__Required action__. Make a verbatim transcription of the records, without the pictures.

START Given entries

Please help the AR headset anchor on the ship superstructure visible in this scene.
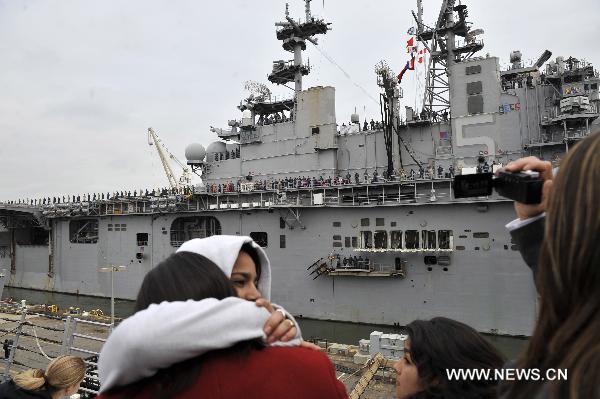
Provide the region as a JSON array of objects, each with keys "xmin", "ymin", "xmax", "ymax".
[{"xmin": 1, "ymin": 0, "xmax": 598, "ymax": 336}]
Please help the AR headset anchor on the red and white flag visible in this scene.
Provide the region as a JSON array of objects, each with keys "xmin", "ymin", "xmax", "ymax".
[{"xmin": 406, "ymin": 37, "xmax": 414, "ymax": 53}]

END Given entries

__Exercise output__.
Please help the AR headset anchor on the ship superstructure visible in this scene.
Provide the region as a JSON array of objects, each with keys "xmin", "ymin", "xmax", "ymax".
[{"xmin": 1, "ymin": 0, "xmax": 598, "ymax": 336}]
Please help the AR headset anchor on the red and white flag visible in this scene.
Provide the region as a JSON array of objects, each with keys "xmin", "ymin", "xmax", "ymax".
[{"xmin": 406, "ymin": 37, "xmax": 414, "ymax": 53}]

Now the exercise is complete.